PROBLEM TO WORK ON — Every entry must be echoed exactly.

ENTRIES PROVIDED —
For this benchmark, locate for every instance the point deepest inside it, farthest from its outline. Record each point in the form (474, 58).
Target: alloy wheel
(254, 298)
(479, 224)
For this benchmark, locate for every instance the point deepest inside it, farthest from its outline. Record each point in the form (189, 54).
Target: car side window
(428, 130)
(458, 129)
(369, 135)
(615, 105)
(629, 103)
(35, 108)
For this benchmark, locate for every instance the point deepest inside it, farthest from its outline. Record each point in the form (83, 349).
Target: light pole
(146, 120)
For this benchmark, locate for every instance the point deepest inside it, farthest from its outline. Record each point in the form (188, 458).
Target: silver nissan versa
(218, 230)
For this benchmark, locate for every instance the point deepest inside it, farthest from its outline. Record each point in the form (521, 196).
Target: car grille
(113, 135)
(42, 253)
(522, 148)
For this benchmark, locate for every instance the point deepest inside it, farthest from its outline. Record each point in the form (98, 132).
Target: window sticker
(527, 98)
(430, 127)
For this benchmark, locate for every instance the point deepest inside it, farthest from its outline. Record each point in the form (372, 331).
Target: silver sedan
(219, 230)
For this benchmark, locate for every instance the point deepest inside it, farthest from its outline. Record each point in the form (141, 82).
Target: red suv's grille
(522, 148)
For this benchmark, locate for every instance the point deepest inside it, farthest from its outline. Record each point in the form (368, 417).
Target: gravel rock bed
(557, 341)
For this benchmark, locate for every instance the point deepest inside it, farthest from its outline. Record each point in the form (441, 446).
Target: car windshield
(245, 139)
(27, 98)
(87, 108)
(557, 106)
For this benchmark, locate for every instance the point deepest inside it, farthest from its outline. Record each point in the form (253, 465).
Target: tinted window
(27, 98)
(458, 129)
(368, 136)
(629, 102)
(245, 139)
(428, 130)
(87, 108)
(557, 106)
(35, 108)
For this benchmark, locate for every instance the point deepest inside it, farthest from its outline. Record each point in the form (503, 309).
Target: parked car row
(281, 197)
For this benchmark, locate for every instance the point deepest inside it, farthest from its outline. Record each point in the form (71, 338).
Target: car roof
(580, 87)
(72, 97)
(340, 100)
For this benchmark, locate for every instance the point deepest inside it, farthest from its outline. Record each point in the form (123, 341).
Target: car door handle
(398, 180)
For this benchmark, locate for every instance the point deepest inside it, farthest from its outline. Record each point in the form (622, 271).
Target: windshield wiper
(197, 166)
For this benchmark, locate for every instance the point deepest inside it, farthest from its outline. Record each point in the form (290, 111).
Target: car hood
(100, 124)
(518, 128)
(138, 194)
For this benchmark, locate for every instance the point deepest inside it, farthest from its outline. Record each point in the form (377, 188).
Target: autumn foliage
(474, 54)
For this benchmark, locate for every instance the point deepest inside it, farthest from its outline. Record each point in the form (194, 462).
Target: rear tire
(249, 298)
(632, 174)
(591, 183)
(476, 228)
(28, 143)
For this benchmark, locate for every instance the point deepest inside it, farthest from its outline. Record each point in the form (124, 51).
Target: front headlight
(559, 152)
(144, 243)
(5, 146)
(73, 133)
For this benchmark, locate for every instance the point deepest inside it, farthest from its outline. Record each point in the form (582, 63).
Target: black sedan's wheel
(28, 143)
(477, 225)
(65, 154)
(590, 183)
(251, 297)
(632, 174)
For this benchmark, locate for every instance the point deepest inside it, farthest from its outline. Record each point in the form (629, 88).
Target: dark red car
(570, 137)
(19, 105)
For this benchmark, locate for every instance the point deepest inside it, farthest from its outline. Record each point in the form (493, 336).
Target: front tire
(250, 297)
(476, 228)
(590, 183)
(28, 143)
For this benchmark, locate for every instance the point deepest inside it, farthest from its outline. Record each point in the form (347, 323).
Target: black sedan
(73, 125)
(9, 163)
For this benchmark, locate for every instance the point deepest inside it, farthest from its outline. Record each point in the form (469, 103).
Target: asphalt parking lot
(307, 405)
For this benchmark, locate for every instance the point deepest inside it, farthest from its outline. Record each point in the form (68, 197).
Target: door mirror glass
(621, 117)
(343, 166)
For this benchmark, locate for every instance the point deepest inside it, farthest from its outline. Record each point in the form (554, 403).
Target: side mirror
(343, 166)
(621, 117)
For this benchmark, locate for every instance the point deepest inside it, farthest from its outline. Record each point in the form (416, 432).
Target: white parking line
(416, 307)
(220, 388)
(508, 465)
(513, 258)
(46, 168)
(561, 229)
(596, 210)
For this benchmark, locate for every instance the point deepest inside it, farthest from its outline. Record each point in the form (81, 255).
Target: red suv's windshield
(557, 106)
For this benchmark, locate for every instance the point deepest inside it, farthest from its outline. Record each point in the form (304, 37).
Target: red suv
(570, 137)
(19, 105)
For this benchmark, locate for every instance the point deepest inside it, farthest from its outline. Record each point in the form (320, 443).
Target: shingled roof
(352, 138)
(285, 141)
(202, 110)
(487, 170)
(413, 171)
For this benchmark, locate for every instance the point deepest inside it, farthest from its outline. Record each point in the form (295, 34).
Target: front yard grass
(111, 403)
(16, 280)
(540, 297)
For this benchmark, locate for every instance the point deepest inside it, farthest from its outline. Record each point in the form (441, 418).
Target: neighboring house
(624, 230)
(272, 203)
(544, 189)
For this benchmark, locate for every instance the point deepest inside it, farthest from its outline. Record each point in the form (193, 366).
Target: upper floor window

EXERCISE RESULT —
For this benchmark, locate for every instance the point deepest inside it, farthest from its outline. Record each point in the form (474, 58).
Target: alloy wheel
(254, 298)
(479, 224)
For this benchmark, locate for every instance the point deepest inside it, farthest from its outline. Record each point in the form (189, 54).
Target: car side window
(428, 130)
(458, 129)
(369, 135)
(615, 105)
(629, 103)
(35, 108)
For this benchmark, locate for every instance the point deepest inside it, farthest from its outline. Record each point in the form (83, 349).
Target: light pole
(146, 120)
For this benchmark, locate for every instance the point deepest inside it, farthest from its outline. Record each point in the form (188, 458).
Target: silver nissan versa
(218, 230)
For this benchmark, locate for every instance the point deepest inside it, farthest from its outline. Record each point in the form (521, 196).
Target: car grille
(113, 135)
(42, 253)
(522, 148)
For this benchmark, locate for every instance the point deepest inside it, farthest from its outline. Record each point in the form (98, 132).
Target: window sticker
(527, 98)
(430, 127)
For this benchmark, locate for every instance the point deepest inside it, farthest from its outline. Record each point in the form (372, 331).
Target: silver sedan
(219, 230)
For this benchmark, locate for every instance the point deepest inside it, farthest from its outline. Record each point in the form (141, 82).
Target: red suv's grille
(522, 148)
For this benchmark, locate for every instance the point deepest inside it, farthest from its outline. Record each point in the form (368, 417).
Target: gravel rock bed
(557, 341)
For this benchmark, locate for every instance the point deepest inside it, farthest from its outline. Record each point in the form (441, 446).
Target: car windshield
(245, 139)
(27, 98)
(87, 108)
(557, 106)
For this benchmark, locate for every instance the point deepest inside it, farthest from its outline. Record each point in the form (253, 465).
Target: tinted window
(27, 98)
(458, 129)
(368, 136)
(629, 102)
(245, 139)
(428, 130)
(87, 108)
(557, 106)
(35, 108)
For this benchmark, locate for every instance the point deepest inside it, farthest from its outline. Record each point in the form (503, 309).
Target: parked car row
(281, 197)
For this benchmark, locate for every instance the point deepest inside it, farthest from its outline. Record each point in the form (71, 338).
Target: car roof
(580, 87)
(72, 97)
(340, 100)
For this benchmark, locate for every instance the point deepest inside it, farthest from its outline. Record each point in the form (123, 341).
Target: car door handle
(398, 180)
For this benchmark, locate for every instance the point deepest inside it, farthest from its outline. Record each point in the form (622, 271).
Target: windshield wiper
(197, 166)
For this benchmark, locate for every instance the point deepest inside it, farthest from its outline. Record each point in the form (290, 111).
Target: car hood
(100, 124)
(518, 128)
(138, 194)
For this benchmark, locate for every instance the point deepest inside it, farthest from its outline. Record each point in the form (377, 188).
Target: autumn foliage
(474, 54)
For this benchmark, locate for every instance the point deepest inside it, farthest from its outline. Record each point in the form (194, 462).
Target: rear tire
(249, 298)
(632, 174)
(591, 183)
(476, 228)
(28, 143)
For this benchmark, locate for every instance the point deepest inside it, farthest from its outline. Record each point in the form (124, 51).
Target: front headlight
(559, 152)
(144, 243)
(5, 146)
(73, 133)
For this benchmark, locate for every instance the point deepest inside it, farthest from its outline. Record each point in the form (582, 63).
Target: black sedan's wheel
(28, 143)
(477, 225)
(65, 154)
(590, 183)
(251, 297)
(632, 174)
For this benchmark, locate for every instance the point deepest inside it, farthest from its outline. Record each point in the form (629, 88).
Target: dark red car
(570, 137)
(19, 105)
For this benchmark, locate for every instance the point deepest inside it, farthest from its outline. Record each point in the form (493, 336).
Target: front tire
(250, 297)
(476, 228)
(590, 183)
(28, 143)
For this benchmark, locate for every instance the point deepest inside it, farthest from its outline. Record each point in the form (347, 323).
Target: black sedan
(73, 125)
(9, 163)
For this benchmark, locate for every instance the point deepest inside it, farthest from its outline. Record each point in the form (469, 103).
Target: asphalt parking lot
(307, 405)
For this benchmark, locate for every instance the point deepest inside it, farthest from its outline. Record each point in the form (68, 197).
Target: door mirror glass
(621, 117)
(343, 166)
For this benchmark, locate for every instance the point deepest inside it, farthest from its outline. Record each point in the form (554, 403).
Target: side mirror
(343, 166)
(621, 117)
For this benchmark, locate for every instance the point deepest inside it, farthest from its outline. Record each point in the form (416, 432).
Target: white parking line
(416, 307)
(220, 388)
(508, 465)
(513, 258)
(46, 168)
(561, 229)
(596, 210)
For this benchmark, locate for every instance the point deepest inside it, farthest from its outline. Record each point in the form (81, 255).
Target: red suv's windshield
(557, 106)
For this benchmark, locate for every instance the point deepest inside it, farthest from its outline. Record each point in the form (304, 37).
Target: red suv
(570, 137)
(19, 105)
For this benchmark, locate for every instance the point deepest inside it, farthest from its outline. Record each point in the form (320, 443).
Target: shingled roof
(352, 138)
(285, 141)
(202, 110)
(487, 170)
(413, 171)
For this benchmark, locate for every instance the point deepest inside it, farthest from its outline. Record each point in the form (295, 34).
Target: front yard grass
(111, 403)
(16, 280)
(540, 297)
For this benchmark, locate for every instance the point deepest inside it, farthest from its outline. Record each point in the form (441, 418).
Target: neighboring house
(624, 230)
(272, 203)
(544, 189)
For this benchmark, locate for every instance the point deepest inside it, farthest from its outline. Record each point in the form (193, 366).
Target: upper floor window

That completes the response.